■ **Objective**
Count the lines of the records below that contain the word "blue", and give only that number.
--- Start of Material provided ---
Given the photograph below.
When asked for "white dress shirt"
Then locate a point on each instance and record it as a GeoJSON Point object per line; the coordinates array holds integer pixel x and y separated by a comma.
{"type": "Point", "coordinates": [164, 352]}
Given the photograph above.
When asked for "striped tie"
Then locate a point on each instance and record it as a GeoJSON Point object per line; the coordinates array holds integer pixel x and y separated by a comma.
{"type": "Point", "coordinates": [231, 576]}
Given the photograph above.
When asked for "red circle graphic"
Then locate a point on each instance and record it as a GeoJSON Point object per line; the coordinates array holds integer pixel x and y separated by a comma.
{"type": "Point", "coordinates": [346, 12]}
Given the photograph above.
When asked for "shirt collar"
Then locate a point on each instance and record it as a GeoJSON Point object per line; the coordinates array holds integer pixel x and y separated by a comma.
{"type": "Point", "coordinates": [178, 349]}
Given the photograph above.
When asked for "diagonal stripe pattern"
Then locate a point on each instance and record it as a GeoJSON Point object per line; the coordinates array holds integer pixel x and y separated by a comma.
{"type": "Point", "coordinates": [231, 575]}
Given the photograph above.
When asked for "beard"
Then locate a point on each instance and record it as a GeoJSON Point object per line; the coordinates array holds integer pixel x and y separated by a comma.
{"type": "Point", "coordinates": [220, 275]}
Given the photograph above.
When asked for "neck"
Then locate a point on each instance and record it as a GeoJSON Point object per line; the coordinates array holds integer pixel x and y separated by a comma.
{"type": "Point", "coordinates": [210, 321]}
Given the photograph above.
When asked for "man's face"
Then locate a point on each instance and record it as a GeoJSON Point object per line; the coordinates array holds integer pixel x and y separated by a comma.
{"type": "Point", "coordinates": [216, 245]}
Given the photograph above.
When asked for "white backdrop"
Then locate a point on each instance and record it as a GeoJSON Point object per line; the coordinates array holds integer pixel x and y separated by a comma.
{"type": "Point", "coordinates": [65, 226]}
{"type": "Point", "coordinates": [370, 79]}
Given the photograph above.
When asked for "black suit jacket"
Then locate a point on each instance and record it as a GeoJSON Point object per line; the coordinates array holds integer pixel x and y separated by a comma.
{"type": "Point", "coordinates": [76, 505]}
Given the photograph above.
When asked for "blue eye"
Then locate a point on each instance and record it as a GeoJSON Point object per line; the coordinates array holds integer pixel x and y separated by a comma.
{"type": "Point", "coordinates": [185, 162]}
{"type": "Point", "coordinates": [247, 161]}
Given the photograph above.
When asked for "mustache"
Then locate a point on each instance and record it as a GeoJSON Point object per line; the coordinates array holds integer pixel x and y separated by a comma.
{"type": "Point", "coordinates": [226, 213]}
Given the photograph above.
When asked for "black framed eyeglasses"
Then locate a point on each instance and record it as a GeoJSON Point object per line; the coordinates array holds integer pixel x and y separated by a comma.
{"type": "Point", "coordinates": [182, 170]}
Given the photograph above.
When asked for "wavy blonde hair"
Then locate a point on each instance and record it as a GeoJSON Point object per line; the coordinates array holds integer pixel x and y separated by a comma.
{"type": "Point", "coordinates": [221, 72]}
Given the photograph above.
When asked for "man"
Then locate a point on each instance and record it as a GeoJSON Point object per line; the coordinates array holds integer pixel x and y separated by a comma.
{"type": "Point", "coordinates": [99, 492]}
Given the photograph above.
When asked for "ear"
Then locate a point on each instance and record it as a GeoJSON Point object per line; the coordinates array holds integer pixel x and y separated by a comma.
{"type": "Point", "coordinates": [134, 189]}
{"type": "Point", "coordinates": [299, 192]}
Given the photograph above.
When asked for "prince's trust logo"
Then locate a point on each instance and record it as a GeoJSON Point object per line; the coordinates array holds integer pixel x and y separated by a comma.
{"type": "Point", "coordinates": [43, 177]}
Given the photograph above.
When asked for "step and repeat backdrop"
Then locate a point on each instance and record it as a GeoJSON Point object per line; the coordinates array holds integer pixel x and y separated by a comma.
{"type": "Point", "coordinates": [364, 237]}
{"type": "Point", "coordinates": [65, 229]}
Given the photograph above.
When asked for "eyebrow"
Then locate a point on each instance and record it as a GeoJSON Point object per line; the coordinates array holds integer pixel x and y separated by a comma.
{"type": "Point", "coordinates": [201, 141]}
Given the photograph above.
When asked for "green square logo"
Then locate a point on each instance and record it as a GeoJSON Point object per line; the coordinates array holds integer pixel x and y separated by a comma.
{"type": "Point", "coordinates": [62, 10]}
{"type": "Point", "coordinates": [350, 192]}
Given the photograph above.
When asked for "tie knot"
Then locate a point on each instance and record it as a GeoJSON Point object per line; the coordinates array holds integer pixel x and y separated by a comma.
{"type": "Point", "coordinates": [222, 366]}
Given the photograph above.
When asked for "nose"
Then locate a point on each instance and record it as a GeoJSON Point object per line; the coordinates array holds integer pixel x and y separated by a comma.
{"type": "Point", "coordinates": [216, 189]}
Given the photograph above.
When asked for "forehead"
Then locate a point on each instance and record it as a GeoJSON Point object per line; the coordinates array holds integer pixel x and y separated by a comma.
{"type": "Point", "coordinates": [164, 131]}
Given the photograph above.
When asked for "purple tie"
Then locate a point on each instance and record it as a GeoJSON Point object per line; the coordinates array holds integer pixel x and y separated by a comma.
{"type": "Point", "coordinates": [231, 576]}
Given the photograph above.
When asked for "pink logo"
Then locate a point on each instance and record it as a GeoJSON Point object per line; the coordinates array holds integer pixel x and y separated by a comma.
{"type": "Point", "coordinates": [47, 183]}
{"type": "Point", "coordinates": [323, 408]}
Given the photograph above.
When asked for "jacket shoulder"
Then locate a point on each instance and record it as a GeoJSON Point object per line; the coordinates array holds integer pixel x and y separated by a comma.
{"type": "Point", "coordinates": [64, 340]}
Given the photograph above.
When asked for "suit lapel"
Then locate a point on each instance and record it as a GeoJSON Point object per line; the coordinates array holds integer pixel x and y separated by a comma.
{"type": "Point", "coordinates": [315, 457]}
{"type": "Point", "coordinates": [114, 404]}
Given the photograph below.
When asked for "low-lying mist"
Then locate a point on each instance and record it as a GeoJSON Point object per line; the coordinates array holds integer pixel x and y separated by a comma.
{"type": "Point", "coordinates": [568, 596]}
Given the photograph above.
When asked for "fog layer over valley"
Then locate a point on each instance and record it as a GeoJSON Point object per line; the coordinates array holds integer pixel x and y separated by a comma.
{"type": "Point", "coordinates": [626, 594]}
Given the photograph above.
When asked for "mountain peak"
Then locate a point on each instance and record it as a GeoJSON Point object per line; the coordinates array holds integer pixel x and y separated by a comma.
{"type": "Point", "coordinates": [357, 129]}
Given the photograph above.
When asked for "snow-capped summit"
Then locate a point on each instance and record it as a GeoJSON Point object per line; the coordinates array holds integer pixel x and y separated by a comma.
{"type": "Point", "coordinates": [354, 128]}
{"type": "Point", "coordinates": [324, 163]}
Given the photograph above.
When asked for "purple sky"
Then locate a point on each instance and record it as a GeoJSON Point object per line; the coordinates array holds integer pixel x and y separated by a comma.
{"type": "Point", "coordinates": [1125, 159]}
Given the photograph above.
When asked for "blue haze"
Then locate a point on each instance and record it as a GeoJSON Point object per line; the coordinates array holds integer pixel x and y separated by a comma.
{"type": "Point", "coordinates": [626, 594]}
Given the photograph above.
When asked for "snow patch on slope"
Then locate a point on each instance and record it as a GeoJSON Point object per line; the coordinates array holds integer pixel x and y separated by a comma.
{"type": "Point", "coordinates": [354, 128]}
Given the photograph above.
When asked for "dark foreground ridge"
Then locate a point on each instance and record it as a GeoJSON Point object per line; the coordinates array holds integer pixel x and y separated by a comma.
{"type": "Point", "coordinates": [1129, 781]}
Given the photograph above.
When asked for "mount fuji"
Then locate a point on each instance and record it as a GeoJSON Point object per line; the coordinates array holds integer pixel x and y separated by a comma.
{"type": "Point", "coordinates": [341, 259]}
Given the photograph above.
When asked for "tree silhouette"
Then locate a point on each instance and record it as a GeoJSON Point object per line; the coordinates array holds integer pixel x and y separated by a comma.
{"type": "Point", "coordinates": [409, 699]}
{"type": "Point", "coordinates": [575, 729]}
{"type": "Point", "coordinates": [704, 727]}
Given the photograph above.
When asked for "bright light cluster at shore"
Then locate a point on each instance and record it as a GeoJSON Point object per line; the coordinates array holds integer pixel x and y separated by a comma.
--- End of Material provided ---
■ **In response**
2